Stored data entries
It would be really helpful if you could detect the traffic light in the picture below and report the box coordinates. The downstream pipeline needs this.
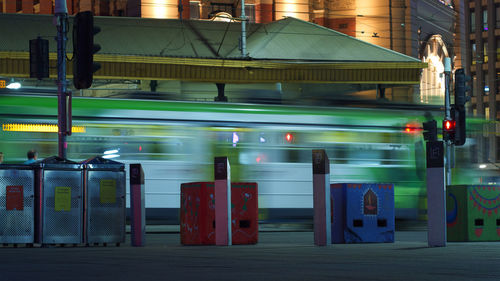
[442,118,456,142]
[454,68,471,107]
[422,120,437,141]
[452,105,466,146]
[29,37,49,80]
[453,68,470,146]
[73,11,101,89]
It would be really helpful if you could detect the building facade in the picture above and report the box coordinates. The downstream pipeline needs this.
[465,0,499,163]
[1,1,463,99]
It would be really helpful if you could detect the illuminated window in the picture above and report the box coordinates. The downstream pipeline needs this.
[245,4,255,23]
[497,38,500,60]
[484,42,488,63]
[190,1,200,19]
[471,41,477,65]
[470,10,475,33]
[209,3,234,19]
[484,9,488,31]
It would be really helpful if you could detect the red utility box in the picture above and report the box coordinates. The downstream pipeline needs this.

*PROBLEM TO WORK ON:*
An exact reproduction of the data is required, with pictures excluded.

*EXPECTED ANSWER:*
It would be really helpful if you could detect the traffic light in the picture below and report the box coordinates. The downstream pipeline needs this.
[442,118,456,142]
[454,68,471,107]
[422,120,437,141]
[452,105,466,146]
[29,37,49,80]
[453,68,470,146]
[73,11,101,89]
It would be really helpful if you could detect the building facade in the picture above and report the box coordinates. The downstream pipeline needs this.
[465,0,499,163]
[1,1,463,99]
It would be really helpful if you could detect the illuminated window in the picture above and report the box coordinates. The downstream pipeline needs this.
[245,4,255,23]
[497,38,500,60]
[484,42,488,63]
[190,1,200,19]
[471,41,477,65]
[470,10,475,33]
[209,3,234,19]
[484,9,488,31]
It would be really helpful if you could detect the red utility box in the picture above and report the box coordinates. The downstream pipeline needs this.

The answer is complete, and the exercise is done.